### PROVIDED MATERIAL
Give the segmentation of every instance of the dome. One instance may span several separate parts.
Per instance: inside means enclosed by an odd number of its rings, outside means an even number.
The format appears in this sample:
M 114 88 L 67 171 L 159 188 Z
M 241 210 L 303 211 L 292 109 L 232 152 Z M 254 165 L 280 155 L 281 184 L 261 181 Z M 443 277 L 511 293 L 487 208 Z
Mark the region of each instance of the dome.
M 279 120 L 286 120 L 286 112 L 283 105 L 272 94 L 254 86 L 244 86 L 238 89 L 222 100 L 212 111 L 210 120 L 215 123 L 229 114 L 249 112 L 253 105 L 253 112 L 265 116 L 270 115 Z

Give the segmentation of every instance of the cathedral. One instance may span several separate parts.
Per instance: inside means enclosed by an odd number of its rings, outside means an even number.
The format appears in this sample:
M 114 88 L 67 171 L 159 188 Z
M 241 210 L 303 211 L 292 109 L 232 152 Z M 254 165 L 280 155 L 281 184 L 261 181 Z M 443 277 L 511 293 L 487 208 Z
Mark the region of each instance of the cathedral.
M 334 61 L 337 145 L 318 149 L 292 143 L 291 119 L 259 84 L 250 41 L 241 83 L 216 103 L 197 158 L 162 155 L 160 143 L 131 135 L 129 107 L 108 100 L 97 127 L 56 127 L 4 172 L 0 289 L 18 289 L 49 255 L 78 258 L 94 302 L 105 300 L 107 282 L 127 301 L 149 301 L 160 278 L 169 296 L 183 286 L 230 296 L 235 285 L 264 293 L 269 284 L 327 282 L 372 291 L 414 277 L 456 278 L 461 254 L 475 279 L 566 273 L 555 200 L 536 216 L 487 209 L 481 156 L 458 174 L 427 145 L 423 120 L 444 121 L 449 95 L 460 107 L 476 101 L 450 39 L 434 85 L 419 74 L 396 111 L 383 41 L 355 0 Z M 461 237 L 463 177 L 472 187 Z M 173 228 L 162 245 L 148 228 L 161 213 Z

### DESCRIPTION OF THE TASK
All of the lines above must be returned exactly.

### WRITTEN RESPONSE
Give the segmentation of every instance of the dome. One instance may span several separate parts.
Per instance: inside means enclosed by an odd number of its rings, outside means an even number.
The format appears in this sample:
M 114 88 L 67 171 L 159 188 Z
M 241 210 L 303 211 L 292 109 L 232 152 Z M 254 165 L 280 155 L 281 184 L 261 181 Z M 443 277 L 511 293 L 487 208 Z
Mark the region of each instance of the dome.
M 279 120 L 286 120 L 286 112 L 283 105 L 272 94 L 254 86 L 244 86 L 238 89 L 222 100 L 212 111 L 210 120 L 215 123 L 229 114 L 249 112 L 253 105 L 253 112 L 265 116 L 270 115 Z

Give the segmentation of every instance of the cathedral. One instance may span several separate parts.
Per instance: inside means enclosed by an odd number of its rings, outside means an even number.
The format appears in this sample:
M 114 88 L 67 171 L 159 188 Z
M 241 210 L 303 211 L 292 109 L 232 152 Z M 254 165 L 280 155 L 281 184 L 261 181 Z M 443 277 L 511 293 L 487 208 Z
Mark the region of each instance of the cathedral.
M 334 61 L 337 145 L 318 149 L 292 143 L 291 119 L 259 84 L 250 41 L 241 83 L 216 103 L 197 158 L 162 155 L 160 143 L 131 135 L 129 107 L 108 100 L 97 127 L 56 127 L 4 172 L 0 289 L 18 289 L 49 255 L 78 258 L 94 302 L 105 300 L 107 282 L 127 301 L 149 301 L 160 278 L 169 296 L 183 286 L 230 296 L 235 285 L 264 293 L 269 284 L 327 282 L 372 291 L 414 277 L 456 278 L 461 254 L 475 279 L 566 273 L 555 200 L 536 216 L 487 209 L 481 156 L 458 174 L 427 145 L 423 120 L 444 121 L 449 95 L 460 107 L 476 101 L 450 39 L 434 85 L 419 74 L 396 111 L 383 41 L 355 0 Z M 461 237 L 463 177 L 472 187 Z M 173 228 L 162 245 L 148 228 L 161 213 Z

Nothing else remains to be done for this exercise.